**Passage**
◇ ◇ ◇ ◇

I am so happy for you! There is nothing like the love of family. You are blessed!

Perfect! So happy for all of you!

love, the best of all things

Wow. What a lucky lady you are.

Happy Holidays to you, Tom, Kathy and Henry!

What a miraculous story. You have told it beautifully and honestly, and you have given all who read it a great gift. I am an adopted person (now age 73) myself. I was fortunate enough to be adopted by very loving parents. But as dearly as I loved my parents-by-adoption, there is another connection; they always acknowledged this, even though I never met either of my birth parents. I would have loved to do that. I am profoundly happy for you, and for your son, daughter-in-law, and grandson, that you have found each other.

So much happiness and love and you are good enough to share with us.
Wonderful post today!

◇ ◇ ◇ ◇

[Image point grounding data]
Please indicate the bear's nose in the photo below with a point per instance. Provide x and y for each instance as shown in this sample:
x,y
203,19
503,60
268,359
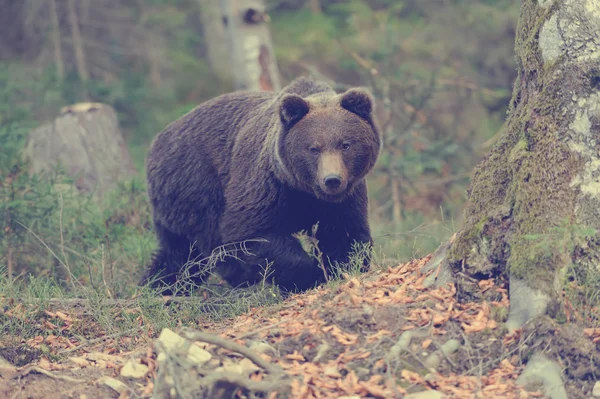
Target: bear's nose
x,y
333,181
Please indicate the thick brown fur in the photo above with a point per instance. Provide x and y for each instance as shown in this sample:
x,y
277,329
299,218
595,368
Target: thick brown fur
x,y
250,165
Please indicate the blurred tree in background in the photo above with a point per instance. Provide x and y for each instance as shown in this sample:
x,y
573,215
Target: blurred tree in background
x,y
442,73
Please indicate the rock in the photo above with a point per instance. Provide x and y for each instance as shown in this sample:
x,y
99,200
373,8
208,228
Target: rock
x,y
432,394
540,370
5,364
401,345
177,345
133,369
321,352
262,347
86,140
332,371
113,384
434,360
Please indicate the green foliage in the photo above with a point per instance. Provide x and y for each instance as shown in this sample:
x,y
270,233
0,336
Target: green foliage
x,y
442,80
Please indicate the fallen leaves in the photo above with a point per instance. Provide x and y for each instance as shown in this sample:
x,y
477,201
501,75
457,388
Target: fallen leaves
x,y
593,333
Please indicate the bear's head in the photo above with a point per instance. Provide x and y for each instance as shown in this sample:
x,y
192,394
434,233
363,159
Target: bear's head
x,y
328,142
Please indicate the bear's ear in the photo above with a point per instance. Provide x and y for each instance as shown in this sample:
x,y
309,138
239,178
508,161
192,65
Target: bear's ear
x,y
291,109
359,102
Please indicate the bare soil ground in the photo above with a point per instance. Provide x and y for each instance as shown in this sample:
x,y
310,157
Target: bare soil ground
x,y
348,338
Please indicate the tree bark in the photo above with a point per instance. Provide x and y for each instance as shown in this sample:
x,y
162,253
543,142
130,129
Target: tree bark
x,y
215,34
80,61
252,57
85,139
56,42
534,201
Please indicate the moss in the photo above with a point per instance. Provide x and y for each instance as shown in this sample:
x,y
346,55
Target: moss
x,y
521,190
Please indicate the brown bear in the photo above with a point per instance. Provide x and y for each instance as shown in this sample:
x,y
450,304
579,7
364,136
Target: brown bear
x,y
263,165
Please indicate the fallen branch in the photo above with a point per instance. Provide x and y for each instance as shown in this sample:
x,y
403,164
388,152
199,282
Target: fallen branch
x,y
97,340
234,347
35,369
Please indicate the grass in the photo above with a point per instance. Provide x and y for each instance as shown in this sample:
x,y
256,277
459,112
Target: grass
x,y
84,256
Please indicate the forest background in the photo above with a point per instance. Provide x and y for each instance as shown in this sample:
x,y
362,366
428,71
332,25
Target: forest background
x,y
442,72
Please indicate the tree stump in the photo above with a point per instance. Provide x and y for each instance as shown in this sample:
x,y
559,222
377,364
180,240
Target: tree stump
x,y
86,141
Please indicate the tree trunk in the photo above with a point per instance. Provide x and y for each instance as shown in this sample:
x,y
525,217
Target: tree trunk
x,y
85,139
534,201
80,61
215,34
56,42
252,56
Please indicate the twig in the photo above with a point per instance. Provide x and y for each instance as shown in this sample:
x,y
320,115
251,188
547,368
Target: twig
x,y
212,378
234,347
99,339
62,242
265,328
71,276
35,369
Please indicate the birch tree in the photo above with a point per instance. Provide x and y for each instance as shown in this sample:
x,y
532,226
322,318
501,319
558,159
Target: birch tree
x,y
252,61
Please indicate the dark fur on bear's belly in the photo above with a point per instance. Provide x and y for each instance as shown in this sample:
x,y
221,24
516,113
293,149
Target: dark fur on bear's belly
x,y
232,170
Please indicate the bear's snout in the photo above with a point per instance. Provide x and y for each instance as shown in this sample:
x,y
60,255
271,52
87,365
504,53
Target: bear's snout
x,y
332,176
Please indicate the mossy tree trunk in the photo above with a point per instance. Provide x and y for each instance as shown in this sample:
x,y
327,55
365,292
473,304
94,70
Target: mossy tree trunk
x,y
534,201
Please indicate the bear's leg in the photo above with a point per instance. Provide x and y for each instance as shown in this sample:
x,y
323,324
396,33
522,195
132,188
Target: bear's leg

◇ ◇ ◇ ◇

**Task brief**
Extend the reader comments congratulating the writer on the family reunion, picking up after the last comment shown.

**Answer to this task**
I remember meeting you soon after you had him. It seemed like unfinished business in your life and while we seldom talked about it I knew it was. Isn't it wonderful that at this time in your life it should resolve itself. As you may remember I have a son somewhere so when I read this tears came to my eyes. You are very lucky and I am so happy for you.

Og, wonderful. How marvelous that this could happen.

So happy for you.....and for your son and his family!

What a wonderful thing to happen. I see Henry's baby face and your little girl photo and the resemblence is amazing. I am so happy for you.

There is nothing I can say that hasn’t been said already. I’m just glad that you found this old/new relationship just in time. It’s perhaps even more important for Tom than it is for you. It must have been great for him to find you after he had lost the parents who had adopted him. And it’s wonderful that you could like and respect each other.

Instant family: 55 years in the making. For one who has spent so much time as lone survivor in her family, it must be immensely gratifying. Well done! My wishes join the others in wishing you love and happiness with your son, your daughter-in-law, and your grandchild.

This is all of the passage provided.